▶ TEXTAUSZUG
= = =

Europas Außengrenze - Ein Friedhof der Menschenrechte

Die geöffneten Grenzen der Türkei und Europas Antwort

Anfang März 2020 tauchten diverse Überschriften in europäischen Medien auf: „Erdogan lässt Flüchtlinge nach Europa weiterziehen“. Man sprach von zehntausenden Menschen, die sich auf dem Weg an die griechische Außengrenze machten. Erdogan wolle diese Menschen als Druckmittel auf Europa einsetzen, so berichteten die Medien über die „neue Migrationskrise“. Denn das von Anfang an scharf kritisierte Flüchtlingsabkommen zwischen Europa und der Türkei hätte anscheinend keine Wirkung mehr. 

Das 2016 in Kraft gesetzte Abkommen hatte es bis dato vorgesehen, dass die Türkei die Grenzen zu Europa schließen würde und somit den Grenzübertritt verhindern sollte. Im Gegenzug erhielt Erdogans Regierung in der Hauptstadt Ankara sechs Milliarden Euro von der Europäischen Union. Warum die Türkei die Grenzen auf einmal öffnete und Geflüchtete durch ließ, ist bis heute noch umstritten. Viele meinen, Erdogan wolle mehr Geld für die Türkei. Andere sagen, die Türkei möchte endlich in Verhandlungen zu dem Beitritt in die Europäische Union weiterkommen. Dass Erdogan Menschenleben als Druckmittel gegen die Europäische Union missbraucht, ist jedoch für alle klar.

Inmitten der Ereignisse um Erdogan und dem Rätseln über seine Beweggründe, sollte man nicht vergessen, den Blick auch auf die Reaktion der Europäischen Union zu richten. Diese ist nämlich genauso wichtig wie erschreckend.

= = =

▶ GEZEIGTES MATERIAL

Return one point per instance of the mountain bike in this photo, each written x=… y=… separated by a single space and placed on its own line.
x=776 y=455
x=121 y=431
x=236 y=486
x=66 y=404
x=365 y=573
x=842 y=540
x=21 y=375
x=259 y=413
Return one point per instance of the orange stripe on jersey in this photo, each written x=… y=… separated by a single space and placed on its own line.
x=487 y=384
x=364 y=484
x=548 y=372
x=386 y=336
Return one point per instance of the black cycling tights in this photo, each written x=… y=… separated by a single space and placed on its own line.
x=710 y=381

= = =

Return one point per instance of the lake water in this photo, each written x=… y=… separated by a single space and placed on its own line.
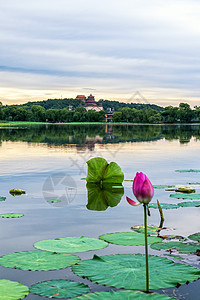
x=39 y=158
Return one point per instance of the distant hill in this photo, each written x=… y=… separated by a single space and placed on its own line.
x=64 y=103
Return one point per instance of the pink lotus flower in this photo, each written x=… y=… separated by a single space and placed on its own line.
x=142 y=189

= = =

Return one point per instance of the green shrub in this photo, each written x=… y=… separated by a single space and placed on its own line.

= = =

▶ ZU ERLEDIGENDE AUFGABEN
A. Beantworte zum Text über die Grenzöffnung der Türkei kurz:
(i) Wann tauchten die Überschriften über weiterziehende Flüchtlinge in europäischen Medien auf?
(ii) In welchem Jahr wurde das Abkommen zwischen Europa und der Türkei in Kraft gesetzt?
(iii) Welchen Betrag erhielt die Regierung in Ankara im Gegenzug von der Europäischen Union?
B. Schreib den Text über die Grenzöffnung der Türkei und Europas Antwort im Anschluss an seinen letzten Satz weiter.

▶ ERGEBNISSE JE AUFGABE
A.
(i) Anfang März 2020
(ii) 2016
(iii) Sechs Milliarden Euro

B.
Die aus der Türkei kommenden flüchtenden Menschen wurden an der europäischen Außengrenze mit Militär und Polizei konfrontiert. Grenzbeamt*innen in Griechenland versuchten mit aller Gewalt, Menschen am Grenzüberschritt zu verhindern. Tränengas und Rauchgranaten wurden und werden immer noch gegen ankommende Flüchtlinge eingesetzt. Aber nicht nur das: Es wird sogar auf sie geschossen. Den teils zu Tode erschöpften oder verletzten Menschen, die in kleinen Schlauchbooten vor der Küste ausharren, wird somit der Zutritt zu festem Boden und Sicherheit verweigert. Anstatt ihnen die Möglichkeit zu geben, an Land zu gehen, wird mit allen Mitteln versucht, sie abzuschrecken und die Zahl der Ankünfte zu minimieren.
Außerdem verabschiedete die griechische Regierung ein „Notfallgesetz“, in dem sie das Menschenrecht auf Asyl für einen Monat aussetzte. Man muss hierbei bedenken, dass Griechenland als Land mit EU-Außengrenze bereits überproportional hoch von Flucht und Migration betroffen ist. Das Land selbst wurde – wie zum Beispiel auch Italien – in den letzten Jahren von der EU komplett im Stich gelassen. Denn der Großteil der restlichen EU Länder weigert sich bis heute noch, ein gemeinsames europäisches Asylsystem auf Basis einer solidarischen Umverteilung zu errichten. Damit soll und kann die Reaktion Griechenlands jedoch nicht entschuldigt werden – denn sie ist ein schwerwiegender Verstoß gegen fundamentale Menschenrechte, sowie das internationale und europäische Asylrecht.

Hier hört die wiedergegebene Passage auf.